The adventure clips along nicely. Young George is a splendid character for an adventure series, brave, honest and just sufficiently conflicted to spice things up. The plot is cleverly worked and gives what is probably a fair portrayal of the young prince - thick as a plank, sexually conflicted, but not a danger to society. I won't say who David puts forward as his murderer but I will reveal that he goes for one of the rarer ploys, which is that the Ripper was a two-man operation. This relies on two of the murders, Liz Stride and Martha Turner, neither of whom are always canonical. But it also reflects a number of more recent serial killer cases in which two men were involved, for example the John Duffy railway murders.

Interesting ideas, entertainingly deployed.

Tuesday, 3 June 2014

The Third Plantagenet - John Ashdown-Hill


John Ashdown-Hill was the genealogist-historian who tracked down people descended from Richard III's female relatives though not, of course, from Richard himself.  This meant the DNA in the skeleton dug up in the car park of Leicester Social Services could be matched, confirming the remains of the crooked-back man killed in battle, always said in the historical records to have been buried where he was found, was indeed the missing king.

The dig was funded by the Ricardians, of whom Ashdown-Hill is one, who were appalled when the 'Tudor propaganda' deformity was there before their very eyes.  The implication, of course, is that everything else Thomas More said about Richard might also be true, in particular that he murdered his nephews, the Princes in the Tower - just like every contemporary chronicler, including those who wrote before 1485, said he did.

Dataset extract:
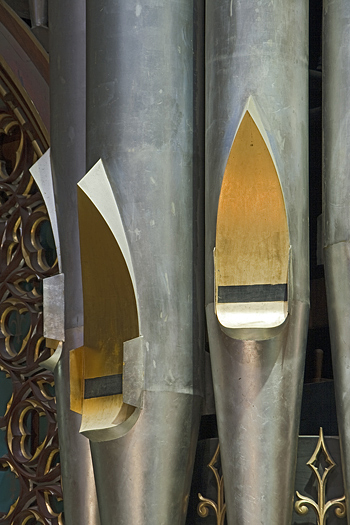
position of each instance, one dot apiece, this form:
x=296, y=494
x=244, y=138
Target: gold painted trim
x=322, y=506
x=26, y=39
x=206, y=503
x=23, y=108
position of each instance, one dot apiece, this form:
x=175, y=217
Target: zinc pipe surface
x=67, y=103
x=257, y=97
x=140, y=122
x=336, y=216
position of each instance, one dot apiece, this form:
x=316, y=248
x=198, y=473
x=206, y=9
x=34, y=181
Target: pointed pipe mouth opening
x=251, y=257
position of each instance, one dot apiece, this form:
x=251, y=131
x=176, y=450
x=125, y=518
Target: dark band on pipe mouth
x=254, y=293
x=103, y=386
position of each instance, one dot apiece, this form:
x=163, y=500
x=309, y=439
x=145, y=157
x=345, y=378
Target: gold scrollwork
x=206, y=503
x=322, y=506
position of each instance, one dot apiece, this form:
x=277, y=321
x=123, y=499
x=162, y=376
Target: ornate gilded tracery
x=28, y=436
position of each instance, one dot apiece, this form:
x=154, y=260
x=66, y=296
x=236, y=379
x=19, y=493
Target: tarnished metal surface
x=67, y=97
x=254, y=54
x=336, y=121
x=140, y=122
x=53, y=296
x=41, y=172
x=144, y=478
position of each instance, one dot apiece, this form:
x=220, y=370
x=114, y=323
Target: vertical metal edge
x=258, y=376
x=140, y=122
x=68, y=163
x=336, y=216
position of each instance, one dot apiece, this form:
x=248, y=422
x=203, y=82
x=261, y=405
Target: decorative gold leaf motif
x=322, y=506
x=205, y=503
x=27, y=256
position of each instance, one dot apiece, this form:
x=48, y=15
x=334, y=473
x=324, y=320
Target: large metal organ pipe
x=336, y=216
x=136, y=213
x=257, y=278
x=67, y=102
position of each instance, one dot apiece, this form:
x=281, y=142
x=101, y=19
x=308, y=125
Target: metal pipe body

==

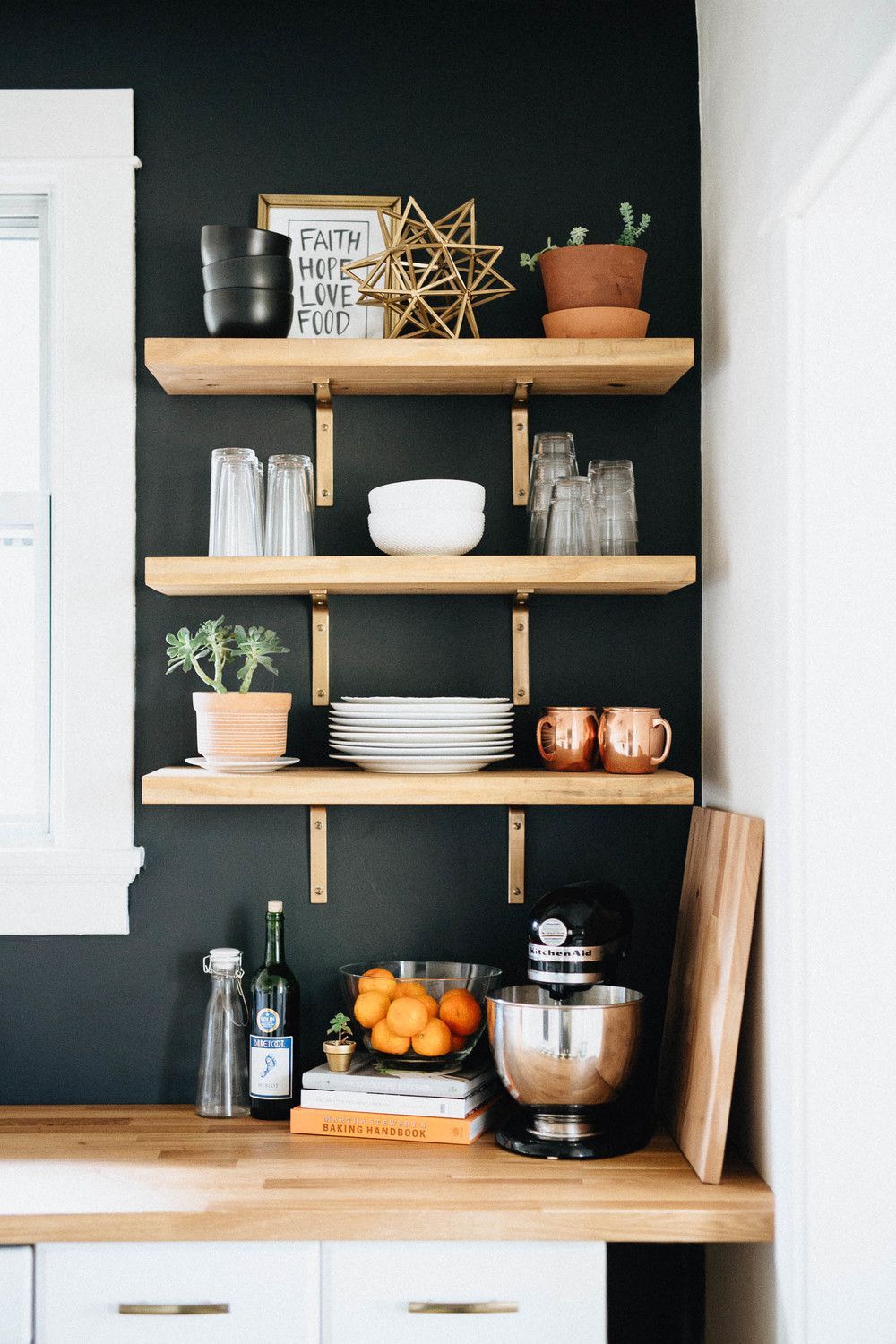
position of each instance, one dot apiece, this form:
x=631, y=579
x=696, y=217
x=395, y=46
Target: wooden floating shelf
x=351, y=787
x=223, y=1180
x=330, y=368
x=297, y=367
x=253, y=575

Task set:
1/ In the book reviews, which two murders does the two-man Ripper theory rely on?
2/ State whether each statement agrees with the book reviews, answering yes or no and quoting the deciding words. (a) The skeleton was dug up in the car park of Leicester Social Services. (b) Ashdown-Hill traced people descended from Richard himself. (c) The Ricardians were pleased to see the deformity.
3/ Write out the passage from the book reviews starting at "The adventure clips" and ending at "Duffy railway murders.".

Answer set:
1/ Liz Stride and Martha Turner.

2/
(a) Yes: "dug up in the car park of Leicester Social Services"
(b) No: "though not, of course, from Richard himself"
(c) No: "who were appalled when the 'Tudor propaganda' deformity was there before their very eyes"

3/
The adventure clips along nicely. Young George is a splendid character for an adventure series, brave, honest and just sufficiently conflicted to spice things up. The plot is cleverly worked and gives what is probably a fair portrayal of the young prince - thick as a plank, sexually conflicted, but not a danger to society. I won't say who David puts forward as his murderer but I will reveal that he goes for one of the rarer ploys, which is that the Ripper was a two-man operation. This relies on two of the murders, Liz Stride and Martha Turner, neither of whom are always canonical. But it also reflects a number of more recent serial killer cases in which two men were involved, for example the John Duffy railway murders.